What you are asked to do: Copy the listing below line for line, keeping every character as it is, and omit the pictures from your copy.
[Begin]
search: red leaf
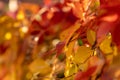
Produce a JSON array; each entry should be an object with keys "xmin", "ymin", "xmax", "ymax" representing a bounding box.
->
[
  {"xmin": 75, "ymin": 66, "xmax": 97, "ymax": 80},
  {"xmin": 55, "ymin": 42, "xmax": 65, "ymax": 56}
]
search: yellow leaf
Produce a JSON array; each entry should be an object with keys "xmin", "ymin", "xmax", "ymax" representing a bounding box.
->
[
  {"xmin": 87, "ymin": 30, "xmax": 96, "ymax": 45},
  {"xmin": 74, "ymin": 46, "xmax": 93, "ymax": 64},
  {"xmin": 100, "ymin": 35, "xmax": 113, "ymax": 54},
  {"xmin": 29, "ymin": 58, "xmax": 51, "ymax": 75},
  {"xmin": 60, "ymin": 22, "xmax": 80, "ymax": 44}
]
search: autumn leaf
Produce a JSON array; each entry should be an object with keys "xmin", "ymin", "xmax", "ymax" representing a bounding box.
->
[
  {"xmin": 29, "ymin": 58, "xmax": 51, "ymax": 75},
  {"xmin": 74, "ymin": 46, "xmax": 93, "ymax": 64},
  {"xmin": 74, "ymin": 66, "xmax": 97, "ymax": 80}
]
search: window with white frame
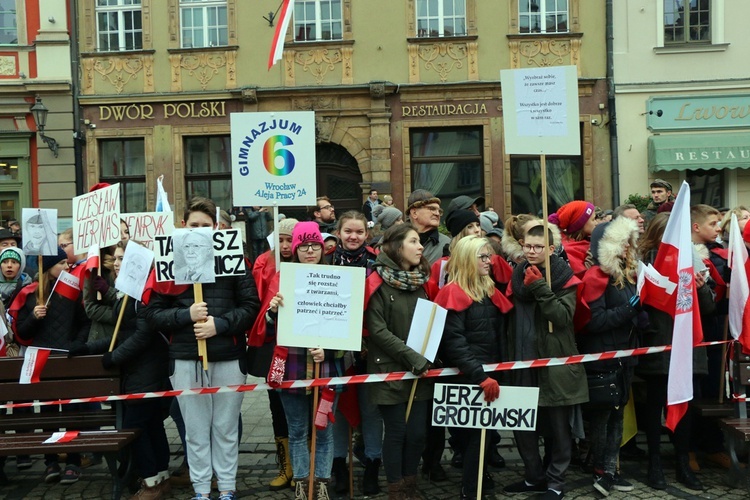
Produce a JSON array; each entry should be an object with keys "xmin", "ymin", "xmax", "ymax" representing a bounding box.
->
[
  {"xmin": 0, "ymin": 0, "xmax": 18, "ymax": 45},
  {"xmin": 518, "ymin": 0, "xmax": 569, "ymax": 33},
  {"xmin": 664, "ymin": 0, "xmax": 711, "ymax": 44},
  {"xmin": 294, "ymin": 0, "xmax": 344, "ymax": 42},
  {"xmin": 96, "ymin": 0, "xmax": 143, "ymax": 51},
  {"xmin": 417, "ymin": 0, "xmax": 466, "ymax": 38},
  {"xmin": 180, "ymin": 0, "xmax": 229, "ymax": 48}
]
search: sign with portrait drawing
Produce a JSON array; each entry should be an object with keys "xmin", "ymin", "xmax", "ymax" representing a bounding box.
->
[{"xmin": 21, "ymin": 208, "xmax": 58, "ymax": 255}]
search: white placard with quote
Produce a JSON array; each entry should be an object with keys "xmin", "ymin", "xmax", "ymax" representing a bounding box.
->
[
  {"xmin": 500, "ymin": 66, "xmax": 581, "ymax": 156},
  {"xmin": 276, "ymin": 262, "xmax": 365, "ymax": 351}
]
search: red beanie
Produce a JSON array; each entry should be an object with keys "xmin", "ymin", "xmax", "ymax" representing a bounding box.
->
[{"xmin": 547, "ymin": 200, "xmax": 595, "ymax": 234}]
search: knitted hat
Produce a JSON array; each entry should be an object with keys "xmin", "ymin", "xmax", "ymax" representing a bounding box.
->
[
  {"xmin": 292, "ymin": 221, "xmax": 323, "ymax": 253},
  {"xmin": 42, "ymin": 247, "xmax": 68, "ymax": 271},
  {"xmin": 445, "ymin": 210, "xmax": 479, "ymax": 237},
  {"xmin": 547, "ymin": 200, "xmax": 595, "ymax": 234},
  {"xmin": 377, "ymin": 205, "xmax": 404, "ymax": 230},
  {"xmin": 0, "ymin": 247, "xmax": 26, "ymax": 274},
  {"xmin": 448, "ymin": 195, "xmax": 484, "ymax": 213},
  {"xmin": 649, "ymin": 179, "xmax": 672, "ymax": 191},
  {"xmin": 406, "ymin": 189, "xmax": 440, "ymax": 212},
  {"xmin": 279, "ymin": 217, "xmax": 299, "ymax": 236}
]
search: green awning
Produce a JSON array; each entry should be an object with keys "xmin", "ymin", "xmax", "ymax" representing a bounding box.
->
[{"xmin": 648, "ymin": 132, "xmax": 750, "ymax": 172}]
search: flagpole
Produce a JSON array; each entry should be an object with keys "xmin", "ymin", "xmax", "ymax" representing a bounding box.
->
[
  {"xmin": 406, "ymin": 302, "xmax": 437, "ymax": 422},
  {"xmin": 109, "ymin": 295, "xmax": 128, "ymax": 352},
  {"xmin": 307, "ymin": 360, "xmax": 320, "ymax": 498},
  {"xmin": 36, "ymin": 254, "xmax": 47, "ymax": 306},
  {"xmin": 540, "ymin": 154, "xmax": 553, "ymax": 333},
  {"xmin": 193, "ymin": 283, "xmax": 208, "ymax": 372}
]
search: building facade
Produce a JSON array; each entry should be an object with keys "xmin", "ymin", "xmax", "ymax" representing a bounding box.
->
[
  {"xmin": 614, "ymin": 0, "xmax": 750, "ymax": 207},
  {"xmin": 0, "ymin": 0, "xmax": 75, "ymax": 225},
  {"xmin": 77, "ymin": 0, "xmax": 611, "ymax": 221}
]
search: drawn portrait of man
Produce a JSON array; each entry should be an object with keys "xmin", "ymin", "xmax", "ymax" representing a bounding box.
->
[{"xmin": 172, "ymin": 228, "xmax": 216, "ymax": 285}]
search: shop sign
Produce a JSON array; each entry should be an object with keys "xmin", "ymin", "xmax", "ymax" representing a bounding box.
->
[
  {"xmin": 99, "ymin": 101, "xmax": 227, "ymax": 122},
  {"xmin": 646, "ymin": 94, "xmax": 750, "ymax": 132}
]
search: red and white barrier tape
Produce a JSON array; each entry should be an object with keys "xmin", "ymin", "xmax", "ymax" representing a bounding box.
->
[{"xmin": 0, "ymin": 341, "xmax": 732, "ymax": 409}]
[End]
Right answer:
search: red leaf
Produce a JSON array; each entry should be an object with keys "xmin", "ymin", "xmax", "ymax" representing a bounding box.
->
[
  {"xmin": 75, "ymin": 66, "xmax": 97, "ymax": 80},
  {"xmin": 55, "ymin": 42, "xmax": 65, "ymax": 56}
]
search: yellow leaf
Produce a JSON array; each entry should be an object with keys "xmin", "ymin", "xmax", "ymax" representing a bounding box.
->
[
  {"xmin": 87, "ymin": 30, "xmax": 96, "ymax": 45},
  {"xmin": 74, "ymin": 46, "xmax": 93, "ymax": 64},
  {"xmin": 100, "ymin": 35, "xmax": 113, "ymax": 54},
  {"xmin": 29, "ymin": 58, "xmax": 51, "ymax": 75},
  {"xmin": 60, "ymin": 22, "xmax": 80, "ymax": 44}
]
search: autumn leaf
Produce a JSON array; each entry should be an object with keys "xmin", "ymin", "xmax", "ymax" representing a bounding box.
->
[
  {"xmin": 29, "ymin": 58, "xmax": 51, "ymax": 75},
  {"xmin": 74, "ymin": 46, "xmax": 93, "ymax": 64},
  {"xmin": 74, "ymin": 66, "xmax": 97, "ymax": 80}
]
search: window with white frame
Produce a JSON array; each entry should be an object with keys "xmin", "ymin", "xmax", "ymax" representing a bounding box.
->
[
  {"xmin": 0, "ymin": 0, "xmax": 18, "ymax": 45},
  {"xmin": 518, "ymin": 0, "xmax": 569, "ymax": 33},
  {"xmin": 664, "ymin": 0, "xmax": 711, "ymax": 44},
  {"xmin": 294, "ymin": 0, "xmax": 344, "ymax": 42},
  {"xmin": 96, "ymin": 0, "xmax": 143, "ymax": 51},
  {"xmin": 417, "ymin": 0, "xmax": 466, "ymax": 38},
  {"xmin": 180, "ymin": 0, "xmax": 229, "ymax": 48}
]
search: sign with portrait drawing
Produce a JSON array; each entry should be an object with keys "xmin", "ymin", "xmax", "ymax" representing a bounding box.
->
[{"xmin": 21, "ymin": 208, "xmax": 58, "ymax": 255}]
search: white placard with quote
Produce a JSON array; each entry should be an object with keys "xmin", "ymin", "xmax", "ymax" representing a bounding box.
->
[
  {"xmin": 500, "ymin": 66, "xmax": 581, "ymax": 156},
  {"xmin": 276, "ymin": 262, "xmax": 365, "ymax": 351}
]
search: red beanie
Produce a JSON array; each entry should be an object with keys "xmin", "ymin", "xmax", "ymax" representing a bounding box.
->
[{"xmin": 547, "ymin": 200, "xmax": 595, "ymax": 234}]
search: knitted hat
Produce a JSON array; each entry should be an object with keys "xmin", "ymin", "xmax", "ymax" representing a bounding box.
->
[
  {"xmin": 292, "ymin": 221, "xmax": 323, "ymax": 253},
  {"xmin": 42, "ymin": 247, "xmax": 68, "ymax": 271},
  {"xmin": 445, "ymin": 210, "xmax": 479, "ymax": 237},
  {"xmin": 547, "ymin": 200, "xmax": 595, "ymax": 234},
  {"xmin": 377, "ymin": 205, "xmax": 404, "ymax": 230},
  {"xmin": 0, "ymin": 247, "xmax": 26, "ymax": 274},
  {"xmin": 448, "ymin": 195, "xmax": 484, "ymax": 213},
  {"xmin": 649, "ymin": 179, "xmax": 672, "ymax": 191},
  {"xmin": 406, "ymin": 189, "xmax": 440, "ymax": 212},
  {"xmin": 279, "ymin": 217, "xmax": 299, "ymax": 236}
]
search: green awning
Produce a JSON array; each entry should be an object with keys "xmin", "ymin", "xmax", "ymax" representing a bounding box.
->
[{"xmin": 648, "ymin": 132, "xmax": 750, "ymax": 172}]
search: flagpole
Produce a JSON array; each entry should be an object with keys "xmin", "ymin", "xmax", "ymax" representing a bounding box.
->
[
  {"xmin": 406, "ymin": 302, "xmax": 437, "ymax": 422},
  {"xmin": 109, "ymin": 295, "xmax": 128, "ymax": 352},
  {"xmin": 307, "ymin": 360, "xmax": 320, "ymax": 498},
  {"xmin": 36, "ymin": 254, "xmax": 47, "ymax": 306},
  {"xmin": 540, "ymin": 154, "xmax": 553, "ymax": 333},
  {"xmin": 193, "ymin": 283, "xmax": 208, "ymax": 372}
]
search: building facade
Produce a JSON array; each entry should be an object with keys "xmin", "ymin", "xmax", "ymax" representing a bounding box.
->
[
  {"xmin": 614, "ymin": 0, "xmax": 750, "ymax": 207},
  {"xmin": 0, "ymin": 0, "xmax": 75, "ymax": 225},
  {"xmin": 77, "ymin": 0, "xmax": 611, "ymax": 221}
]
search: drawn portrait of man
Produce a JSON array; each entry should be an object with keys "xmin", "ymin", "xmax", "ymax" representing a bounding box.
->
[{"xmin": 172, "ymin": 228, "xmax": 216, "ymax": 285}]
search: shop sign
Produce a JSON array; each entry should be an object with keys "xmin", "ymin", "xmax", "ymax" representing a bounding box.
->
[
  {"xmin": 99, "ymin": 101, "xmax": 227, "ymax": 122},
  {"xmin": 646, "ymin": 94, "xmax": 750, "ymax": 132}
]
search: red and white barrier tape
Produce a JSON array; each entry should be an object with keys "xmin", "ymin", "xmax", "ymax" representing a bounding box.
->
[{"xmin": 0, "ymin": 341, "xmax": 732, "ymax": 409}]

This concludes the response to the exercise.